**TASK BRIEF**: Write out all of the data without omission, exactly as shown.
- - -
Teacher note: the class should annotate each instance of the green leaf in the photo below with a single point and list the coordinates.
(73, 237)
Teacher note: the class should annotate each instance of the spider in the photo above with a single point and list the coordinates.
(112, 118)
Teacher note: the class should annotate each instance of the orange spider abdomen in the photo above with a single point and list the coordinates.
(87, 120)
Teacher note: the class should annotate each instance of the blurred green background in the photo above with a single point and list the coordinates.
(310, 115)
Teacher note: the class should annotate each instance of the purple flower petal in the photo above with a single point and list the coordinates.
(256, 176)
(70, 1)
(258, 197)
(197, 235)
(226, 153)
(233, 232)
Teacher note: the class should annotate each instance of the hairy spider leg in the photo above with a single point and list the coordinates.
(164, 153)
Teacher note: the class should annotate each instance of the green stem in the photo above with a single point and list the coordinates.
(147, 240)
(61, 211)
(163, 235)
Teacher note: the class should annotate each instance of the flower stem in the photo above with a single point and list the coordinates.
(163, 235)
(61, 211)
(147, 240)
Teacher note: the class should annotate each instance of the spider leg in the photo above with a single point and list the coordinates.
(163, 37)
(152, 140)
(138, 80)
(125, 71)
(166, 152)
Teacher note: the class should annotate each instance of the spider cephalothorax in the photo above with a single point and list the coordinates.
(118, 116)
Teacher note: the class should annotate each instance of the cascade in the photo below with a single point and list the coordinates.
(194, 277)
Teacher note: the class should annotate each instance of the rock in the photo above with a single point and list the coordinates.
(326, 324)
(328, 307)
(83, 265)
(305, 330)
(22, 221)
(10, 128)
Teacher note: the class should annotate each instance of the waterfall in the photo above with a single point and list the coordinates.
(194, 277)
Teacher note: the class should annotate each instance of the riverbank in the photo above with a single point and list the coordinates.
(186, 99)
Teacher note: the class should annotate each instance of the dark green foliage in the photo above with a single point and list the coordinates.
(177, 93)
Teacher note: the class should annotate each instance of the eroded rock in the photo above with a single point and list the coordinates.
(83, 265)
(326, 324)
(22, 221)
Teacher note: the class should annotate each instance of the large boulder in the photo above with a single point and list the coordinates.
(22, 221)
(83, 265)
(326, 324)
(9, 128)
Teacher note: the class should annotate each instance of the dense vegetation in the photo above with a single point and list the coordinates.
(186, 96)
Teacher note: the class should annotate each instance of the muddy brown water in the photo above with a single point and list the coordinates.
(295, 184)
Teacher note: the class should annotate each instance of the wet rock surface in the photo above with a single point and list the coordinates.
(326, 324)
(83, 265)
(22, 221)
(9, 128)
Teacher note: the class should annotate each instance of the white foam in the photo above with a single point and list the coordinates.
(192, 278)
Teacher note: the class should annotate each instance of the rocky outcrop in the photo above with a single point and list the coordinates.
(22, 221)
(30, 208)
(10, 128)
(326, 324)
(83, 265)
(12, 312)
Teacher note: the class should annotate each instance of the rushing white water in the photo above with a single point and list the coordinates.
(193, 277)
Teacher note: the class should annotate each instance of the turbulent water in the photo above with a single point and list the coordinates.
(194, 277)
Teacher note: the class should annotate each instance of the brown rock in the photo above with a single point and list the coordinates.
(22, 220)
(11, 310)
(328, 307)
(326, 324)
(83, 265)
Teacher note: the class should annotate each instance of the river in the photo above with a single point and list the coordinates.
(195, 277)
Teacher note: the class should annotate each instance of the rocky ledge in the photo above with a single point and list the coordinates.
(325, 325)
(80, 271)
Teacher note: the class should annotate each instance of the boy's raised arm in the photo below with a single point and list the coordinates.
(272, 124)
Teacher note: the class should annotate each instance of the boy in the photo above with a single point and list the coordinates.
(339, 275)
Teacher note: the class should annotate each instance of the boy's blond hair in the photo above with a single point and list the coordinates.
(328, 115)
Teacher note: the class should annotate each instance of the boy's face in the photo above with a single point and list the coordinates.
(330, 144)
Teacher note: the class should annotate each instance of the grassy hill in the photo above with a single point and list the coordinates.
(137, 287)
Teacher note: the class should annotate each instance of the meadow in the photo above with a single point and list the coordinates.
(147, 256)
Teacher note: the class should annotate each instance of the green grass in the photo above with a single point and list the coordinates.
- - -
**TASK ANSWER**:
Teacher note: the class should annotate each instance of the green leaf in the photo below with a single point and list the coordinates.
(73, 237)
Teacher note: the class should annotate each instance of the spider in the photo above with a single point and list the coordinates.
(112, 118)
Teacher note: the class should annotate each instance of the orange spider abdomen in the photo above with a single point and list the coordinates.
(87, 120)
Teacher note: the class should annotate each instance of the blurred green background in the photo above with a single point and list the coordinates.
(310, 115)
Teacher note: the class should annotate each instance of the purple flower petal in the photo above with a single point and list the coordinates.
(256, 176)
(70, 1)
(258, 197)
(197, 235)
(226, 153)
(233, 232)
Teacher note: the class should annotate each instance of the hairy spider leg in the photo above with a single point and list the coordinates.
(164, 153)
Teacher note: the class should annotate each instance of the green stem in the photo above with a single point and list the coordinates.
(147, 240)
(61, 211)
(163, 235)
Teacher note: the class should annotate each instance of the flower stem in the photo above with a single point and list the coordinates.
(163, 235)
(61, 211)
(147, 240)
Teacher note: the class should annotate each instance of the spider leg in the photo above with a single point and list the coordinates.
(163, 37)
(152, 140)
(138, 80)
(125, 71)
(166, 152)
Teacher note: the class should annotate each instance of the spider cephalothorax in the photo above with a single point and list the coordinates.
(118, 116)
Teacher note: the class should annotate each instance of the cascade in the photo below with a single point and list the coordinates.
(194, 277)
Teacher note: the class should annotate each instance of the rock in the photo above with a single point and list the coordinates.
(326, 324)
(328, 307)
(83, 265)
(305, 330)
(22, 221)
(10, 128)
Teacher note: the class should annotate each instance of the waterfall in the photo above with a single point and list the coordinates.
(194, 277)
Teacher note: the class should annotate each instance of the riverbank in the photo above with a single point and list the coordinates.
(186, 99)
Teacher note: the class should annotate each instance of the dark green foliage in the photo above with a single point and list the coordinates.
(177, 93)
Teacher note: the class should annotate each instance of the eroded rock in the photo above with a single point and list the coordinates.
(83, 265)
(326, 324)
(22, 221)
Teacher note: the class should annotate each instance of the large boulder in the photo above with a single point and list the coordinates.
(22, 221)
(83, 265)
(326, 324)
(9, 128)
Teacher note: the class should annotate each instance of the dense vegetation in the photo above with a single point and list the coordinates.
(186, 96)
Teacher note: the class should annotate each instance of the muddy brown water in the photo above with a single point and list the coordinates.
(295, 184)
Teacher note: the class should annotate each instance of the wet rock surface in the photo above with a single point and list the coordinates.
(326, 324)
(83, 265)
(22, 221)
(9, 128)
Teacher note: the class should annotate each instance of the white foam in the photo above with a single point and list the coordinates.
(192, 278)
Teacher note: the class should annotate each instance of the rocky outcrop in the photo above with a single point and list the coordinates.
(22, 221)
(30, 208)
(10, 128)
(326, 324)
(83, 265)
(12, 312)
Teacher note: the class should annotate each instance of the rushing white water in the photo above with a single point and list the coordinates.
(193, 277)
Teacher note: the class should annotate each instance of the turbulent water in the photo above with a single point and list the coordinates.
(194, 277)
Teacher note: the class should annotate each instance of the brown rock in the photo above with a single point and list the coordinates.
(22, 220)
(11, 310)
(328, 307)
(326, 324)
(83, 265)
Teacher note: the class should annotate each instance of the river in the photo above with a single point and list the coordinates.
(195, 277)
Teacher note: the class should annotate each instance of the rocky ledge in the photo above with a single point and list the coordinates.
(325, 325)
(80, 271)
Teacher note: the class should annotate each instance of the boy's raised arm in the photo below with a single point and list the coordinates.
(272, 124)
Teacher note: the class should annotate each instance of the boy in the photo above with a single point and list the coordinates.
(339, 275)
Teacher note: the class should annotate each instance of the boy's blond hair in the photo above with a single point and list the coordinates.
(328, 115)
Teacher note: the class should annotate each instance of the boy's face in the photo above with a single point and list the coordinates.
(330, 144)
Teacher note: the class should annotate each instance of the grassy hill in the photo above with a single point and list the coordinates.
(137, 287)
Teacher note: the class should annotate each instance of the meadow in the photo above with a single point and list the coordinates.
(147, 256)
Teacher note: the class should annotate each instance of the green grass in the photo above with a single point and list the coordinates.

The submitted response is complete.